● Required task
Output the line that contains "Practice. Pick out the ceramic" and every line after it to the end of the entries, with nothing added or left out.

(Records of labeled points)
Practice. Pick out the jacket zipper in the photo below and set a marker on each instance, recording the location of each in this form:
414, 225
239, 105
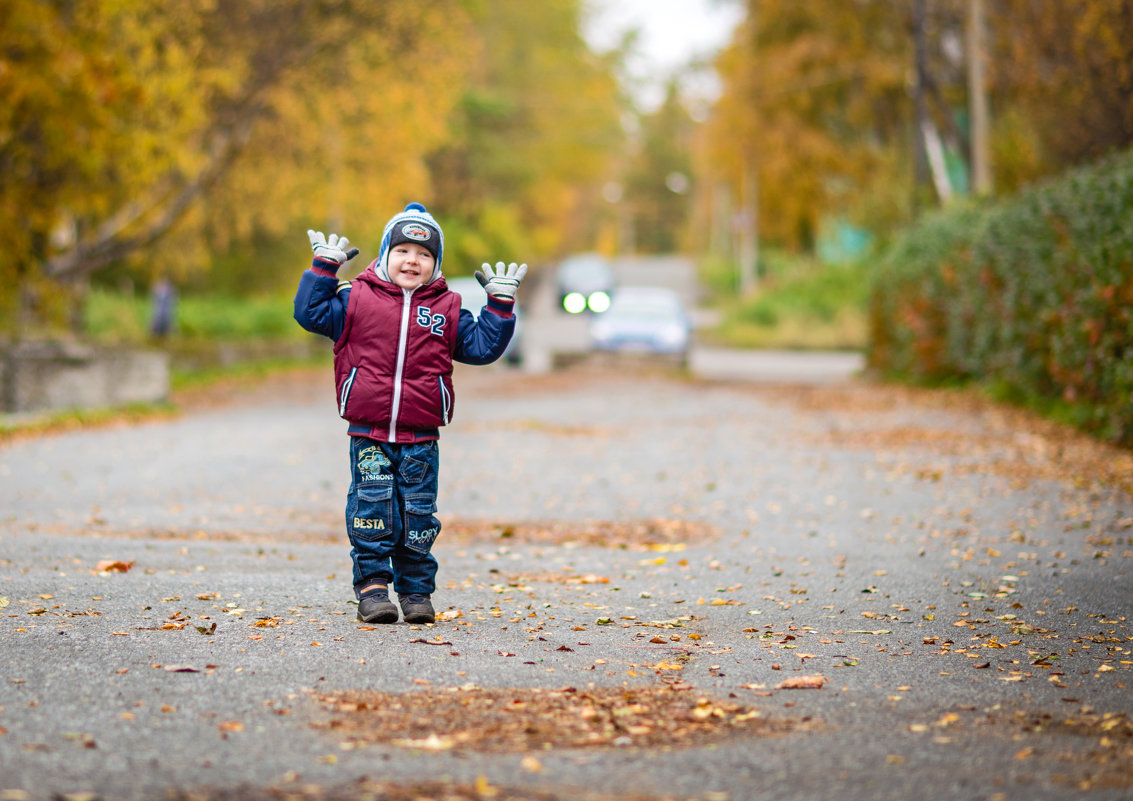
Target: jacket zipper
346, 392
402, 338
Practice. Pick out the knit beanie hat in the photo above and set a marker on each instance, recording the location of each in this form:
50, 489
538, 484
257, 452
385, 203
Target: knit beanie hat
416, 226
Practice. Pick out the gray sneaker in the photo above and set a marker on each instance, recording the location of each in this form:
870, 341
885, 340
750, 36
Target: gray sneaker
417, 608
376, 607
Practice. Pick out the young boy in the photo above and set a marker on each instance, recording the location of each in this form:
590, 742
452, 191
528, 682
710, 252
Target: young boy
397, 330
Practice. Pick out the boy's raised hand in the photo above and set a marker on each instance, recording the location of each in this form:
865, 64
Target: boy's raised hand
334, 249
503, 281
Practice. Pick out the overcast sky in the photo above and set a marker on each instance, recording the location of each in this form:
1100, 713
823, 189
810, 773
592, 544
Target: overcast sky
673, 33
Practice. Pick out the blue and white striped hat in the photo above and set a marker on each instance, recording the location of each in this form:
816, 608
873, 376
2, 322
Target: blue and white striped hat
414, 224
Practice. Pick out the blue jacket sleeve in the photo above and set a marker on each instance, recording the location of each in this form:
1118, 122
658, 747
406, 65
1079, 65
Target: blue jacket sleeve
483, 341
321, 303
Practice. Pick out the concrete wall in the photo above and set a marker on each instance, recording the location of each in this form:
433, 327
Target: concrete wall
47, 376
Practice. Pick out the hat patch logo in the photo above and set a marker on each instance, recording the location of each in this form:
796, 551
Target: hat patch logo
415, 230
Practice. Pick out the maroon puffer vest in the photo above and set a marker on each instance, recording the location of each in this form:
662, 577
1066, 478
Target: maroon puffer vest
393, 361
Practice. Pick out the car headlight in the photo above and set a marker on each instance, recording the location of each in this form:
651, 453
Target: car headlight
574, 303
598, 301
673, 335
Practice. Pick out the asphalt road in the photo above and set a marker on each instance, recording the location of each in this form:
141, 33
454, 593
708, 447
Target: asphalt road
955, 573
552, 337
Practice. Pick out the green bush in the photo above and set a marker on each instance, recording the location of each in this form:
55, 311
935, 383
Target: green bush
1033, 296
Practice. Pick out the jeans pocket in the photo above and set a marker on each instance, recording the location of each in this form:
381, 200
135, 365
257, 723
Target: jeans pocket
373, 517
422, 526
412, 469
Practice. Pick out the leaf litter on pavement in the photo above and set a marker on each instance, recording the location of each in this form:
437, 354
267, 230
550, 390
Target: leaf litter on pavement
509, 719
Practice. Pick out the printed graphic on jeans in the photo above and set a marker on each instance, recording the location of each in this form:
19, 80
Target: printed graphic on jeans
371, 463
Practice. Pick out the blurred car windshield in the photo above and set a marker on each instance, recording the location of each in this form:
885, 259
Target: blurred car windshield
641, 301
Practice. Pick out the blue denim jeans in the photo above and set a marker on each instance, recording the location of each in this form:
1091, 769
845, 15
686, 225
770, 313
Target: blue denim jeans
391, 514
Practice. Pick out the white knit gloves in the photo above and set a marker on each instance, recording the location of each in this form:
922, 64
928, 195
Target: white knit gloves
503, 281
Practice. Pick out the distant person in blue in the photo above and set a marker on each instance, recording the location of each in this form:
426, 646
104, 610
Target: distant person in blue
397, 330
164, 303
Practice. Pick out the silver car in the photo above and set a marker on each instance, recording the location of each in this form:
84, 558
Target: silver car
644, 320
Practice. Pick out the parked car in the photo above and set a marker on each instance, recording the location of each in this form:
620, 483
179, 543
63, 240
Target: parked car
473, 298
646, 320
586, 283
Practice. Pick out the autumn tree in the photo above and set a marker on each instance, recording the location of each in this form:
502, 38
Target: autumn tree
1062, 84
658, 176
161, 133
533, 138
814, 101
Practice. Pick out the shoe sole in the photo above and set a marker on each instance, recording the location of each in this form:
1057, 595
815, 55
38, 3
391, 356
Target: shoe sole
390, 616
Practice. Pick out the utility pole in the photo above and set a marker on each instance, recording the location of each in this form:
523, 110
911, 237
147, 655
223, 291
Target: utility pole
749, 226
978, 100
920, 56
749, 186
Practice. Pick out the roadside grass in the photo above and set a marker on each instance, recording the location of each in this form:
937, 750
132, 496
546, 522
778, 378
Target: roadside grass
799, 304
218, 343
124, 318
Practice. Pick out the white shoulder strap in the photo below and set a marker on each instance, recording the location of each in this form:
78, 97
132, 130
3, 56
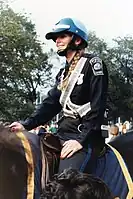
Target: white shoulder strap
72, 81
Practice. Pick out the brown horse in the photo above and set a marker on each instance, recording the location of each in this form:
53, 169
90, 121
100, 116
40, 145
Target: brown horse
19, 165
23, 164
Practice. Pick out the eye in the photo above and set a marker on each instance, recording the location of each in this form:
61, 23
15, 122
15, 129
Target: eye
63, 36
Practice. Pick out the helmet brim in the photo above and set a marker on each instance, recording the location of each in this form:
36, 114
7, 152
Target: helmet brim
52, 35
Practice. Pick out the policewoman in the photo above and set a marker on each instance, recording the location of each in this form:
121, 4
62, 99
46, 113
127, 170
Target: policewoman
80, 92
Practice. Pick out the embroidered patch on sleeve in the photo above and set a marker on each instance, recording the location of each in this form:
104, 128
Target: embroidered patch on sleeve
97, 66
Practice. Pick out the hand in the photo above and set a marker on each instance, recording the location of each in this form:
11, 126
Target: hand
69, 148
16, 126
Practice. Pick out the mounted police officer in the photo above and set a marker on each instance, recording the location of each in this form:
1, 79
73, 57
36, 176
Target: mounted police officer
80, 91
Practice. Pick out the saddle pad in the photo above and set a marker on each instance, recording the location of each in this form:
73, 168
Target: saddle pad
112, 169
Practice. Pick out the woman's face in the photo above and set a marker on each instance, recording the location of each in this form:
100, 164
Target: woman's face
62, 41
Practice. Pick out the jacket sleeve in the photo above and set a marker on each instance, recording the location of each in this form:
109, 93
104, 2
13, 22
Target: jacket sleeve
47, 110
98, 85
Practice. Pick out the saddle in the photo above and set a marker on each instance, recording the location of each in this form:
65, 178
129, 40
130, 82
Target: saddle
50, 150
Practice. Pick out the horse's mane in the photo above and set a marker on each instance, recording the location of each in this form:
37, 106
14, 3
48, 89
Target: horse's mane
13, 165
124, 144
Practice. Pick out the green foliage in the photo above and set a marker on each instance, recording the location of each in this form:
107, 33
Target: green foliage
23, 65
119, 61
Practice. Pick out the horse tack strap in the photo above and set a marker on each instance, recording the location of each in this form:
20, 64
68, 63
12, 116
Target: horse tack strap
29, 158
125, 172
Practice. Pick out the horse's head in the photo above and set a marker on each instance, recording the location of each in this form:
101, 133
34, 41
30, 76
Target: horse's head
13, 165
124, 144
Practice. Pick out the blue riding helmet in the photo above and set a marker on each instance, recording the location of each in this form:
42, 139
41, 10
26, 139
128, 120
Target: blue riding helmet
69, 25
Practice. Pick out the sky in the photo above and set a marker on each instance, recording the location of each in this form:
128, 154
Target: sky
108, 18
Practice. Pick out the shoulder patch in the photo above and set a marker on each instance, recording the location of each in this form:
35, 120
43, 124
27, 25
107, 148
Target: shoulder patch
97, 66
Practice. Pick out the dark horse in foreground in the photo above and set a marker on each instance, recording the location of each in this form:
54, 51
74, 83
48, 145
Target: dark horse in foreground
24, 169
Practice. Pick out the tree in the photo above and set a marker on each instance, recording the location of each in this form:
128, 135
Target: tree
23, 65
119, 61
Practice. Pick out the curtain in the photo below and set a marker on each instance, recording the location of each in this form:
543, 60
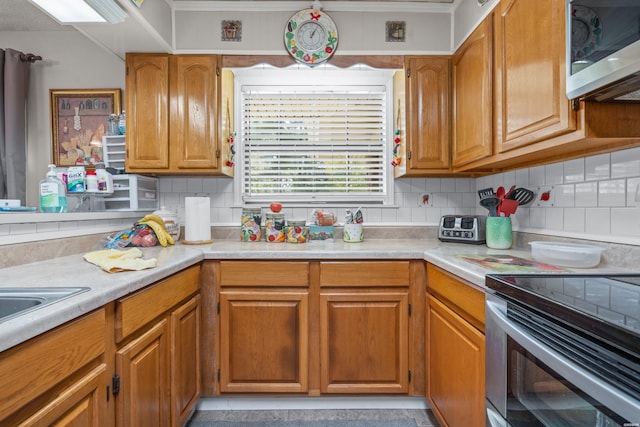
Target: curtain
14, 82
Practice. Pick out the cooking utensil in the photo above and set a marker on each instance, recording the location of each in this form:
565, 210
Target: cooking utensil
491, 204
508, 207
522, 195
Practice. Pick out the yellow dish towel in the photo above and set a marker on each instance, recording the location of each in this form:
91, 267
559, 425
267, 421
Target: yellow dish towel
114, 260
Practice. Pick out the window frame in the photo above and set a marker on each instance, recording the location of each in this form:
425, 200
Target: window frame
326, 75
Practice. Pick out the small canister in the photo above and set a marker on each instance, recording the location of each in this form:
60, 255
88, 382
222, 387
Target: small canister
297, 231
250, 230
274, 227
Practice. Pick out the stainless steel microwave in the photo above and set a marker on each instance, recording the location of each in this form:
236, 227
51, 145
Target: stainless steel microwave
603, 50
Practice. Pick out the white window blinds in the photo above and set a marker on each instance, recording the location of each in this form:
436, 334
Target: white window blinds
314, 145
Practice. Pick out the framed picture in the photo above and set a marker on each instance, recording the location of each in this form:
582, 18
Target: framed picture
231, 31
396, 31
79, 120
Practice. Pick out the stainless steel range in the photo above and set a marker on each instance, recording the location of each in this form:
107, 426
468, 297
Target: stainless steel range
563, 350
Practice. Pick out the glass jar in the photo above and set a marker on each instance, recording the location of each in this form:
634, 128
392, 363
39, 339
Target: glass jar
274, 227
113, 125
297, 231
250, 230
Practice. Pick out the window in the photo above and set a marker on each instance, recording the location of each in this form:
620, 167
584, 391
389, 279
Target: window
323, 139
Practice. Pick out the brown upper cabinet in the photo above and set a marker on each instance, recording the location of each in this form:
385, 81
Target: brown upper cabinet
472, 81
173, 110
517, 86
425, 146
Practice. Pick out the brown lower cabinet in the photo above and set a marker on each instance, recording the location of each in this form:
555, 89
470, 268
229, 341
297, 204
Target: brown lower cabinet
455, 350
133, 362
318, 327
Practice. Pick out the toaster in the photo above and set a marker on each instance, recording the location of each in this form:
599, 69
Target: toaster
462, 229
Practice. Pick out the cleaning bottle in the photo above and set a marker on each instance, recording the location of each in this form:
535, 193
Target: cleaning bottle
53, 197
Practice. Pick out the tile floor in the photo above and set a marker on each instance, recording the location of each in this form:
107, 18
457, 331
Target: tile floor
422, 417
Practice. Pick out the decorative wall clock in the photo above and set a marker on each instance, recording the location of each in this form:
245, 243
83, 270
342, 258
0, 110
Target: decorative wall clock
311, 36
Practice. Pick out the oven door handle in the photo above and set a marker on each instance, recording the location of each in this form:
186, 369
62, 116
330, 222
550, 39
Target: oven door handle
614, 399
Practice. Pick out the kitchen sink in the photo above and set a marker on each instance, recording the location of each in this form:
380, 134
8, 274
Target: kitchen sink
17, 301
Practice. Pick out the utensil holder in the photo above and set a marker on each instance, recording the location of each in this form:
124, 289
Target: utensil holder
499, 233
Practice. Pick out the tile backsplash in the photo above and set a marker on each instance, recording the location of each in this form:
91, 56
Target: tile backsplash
590, 198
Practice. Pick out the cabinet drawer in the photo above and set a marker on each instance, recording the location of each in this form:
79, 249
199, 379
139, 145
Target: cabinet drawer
142, 307
23, 373
467, 301
267, 273
378, 273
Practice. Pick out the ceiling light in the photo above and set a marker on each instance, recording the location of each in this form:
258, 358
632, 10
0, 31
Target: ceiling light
80, 11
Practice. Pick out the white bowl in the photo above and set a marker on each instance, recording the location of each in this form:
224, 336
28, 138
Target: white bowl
566, 254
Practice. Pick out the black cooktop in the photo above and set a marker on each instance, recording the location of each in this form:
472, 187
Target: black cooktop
605, 306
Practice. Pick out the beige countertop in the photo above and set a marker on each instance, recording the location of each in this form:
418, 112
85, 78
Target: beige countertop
104, 287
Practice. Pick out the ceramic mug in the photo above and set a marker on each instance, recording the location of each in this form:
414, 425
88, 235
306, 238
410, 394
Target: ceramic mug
499, 232
353, 233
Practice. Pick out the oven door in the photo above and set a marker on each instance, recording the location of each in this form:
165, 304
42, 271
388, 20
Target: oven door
530, 384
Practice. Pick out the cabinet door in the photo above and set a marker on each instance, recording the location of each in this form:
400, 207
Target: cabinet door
428, 114
195, 81
79, 405
455, 367
530, 100
472, 115
185, 360
144, 372
363, 342
147, 106
264, 341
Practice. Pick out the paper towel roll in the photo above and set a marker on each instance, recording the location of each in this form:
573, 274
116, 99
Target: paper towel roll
197, 221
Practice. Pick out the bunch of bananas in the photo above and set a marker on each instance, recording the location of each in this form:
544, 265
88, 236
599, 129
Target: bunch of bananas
157, 225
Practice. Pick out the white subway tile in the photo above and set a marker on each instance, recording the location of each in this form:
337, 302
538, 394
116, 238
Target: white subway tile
454, 200
403, 215
554, 174
522, 177
554, 218
433, 215
418, 215
464, 185
210, 185
633, 191
612, 193
432, 184
625, 222
373, 215
574, 170
417, 184
564, 195
586, 194
402, 185
537, 176
537, 217
194, 185
598, 220
597, 167
165, 184
389, 216
574, 219
179, 185
469, 200
625, 163
448, 185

● The response
Practice. Pick out the ceramic mug in the photo above and set a marker on each instance, recording the location of each in this form:
414, 425
88, 235
306, 238
410, 394
Target: ceramic mug
499, 232
353, 233
Practice. Pick out the oven door in the photo above and set a marker on each instance, recording the location of each in this form:
165, 304
42, 271
388, 20
Target: oven door
530, 384
Practice. Pick out the cabinet door in the photo above and set a marker on each instance, recording the location of each in this form:
400, 207
Target: cabinet door
428, 114
195, 81
79, 405
455, 367
530, 100
472, 115
185, 360
144, 372
363, 342
147, 106
264, 341
Practice. Pick out the paper towel roll in the photo above and set a marker on each instance, recording the location of each in this form:
573, 274
116, 99
Target: paper towel roll
197, 221
Practice. Pick out the bunch of bananas in the photo above and set a marker on each instance, recording the location of each in this form:
544, 265
88, 236
599, 129
Target: bunch of bananas
157, 225
Practice. Pick out the white subway tile in the photo above and set a marker on each instance, recording the location of each in this form:
337, 302
538, 394
116, 238
Target: white subway tile
454, 200
403, 215
554, 174
522, 177
554, 218
433, 215
418, 215
464, 185
210, 185
633, 191
612, 193
432, 184
625, 222
373, 215
574, 170
417, 184
564, 195
586, 194
402, 185
537, 176
537, 217
194, 185
598, 220
597, 167
165, 184
389, 216
574, 219
179, 185
469, 200
625, 163
448, 185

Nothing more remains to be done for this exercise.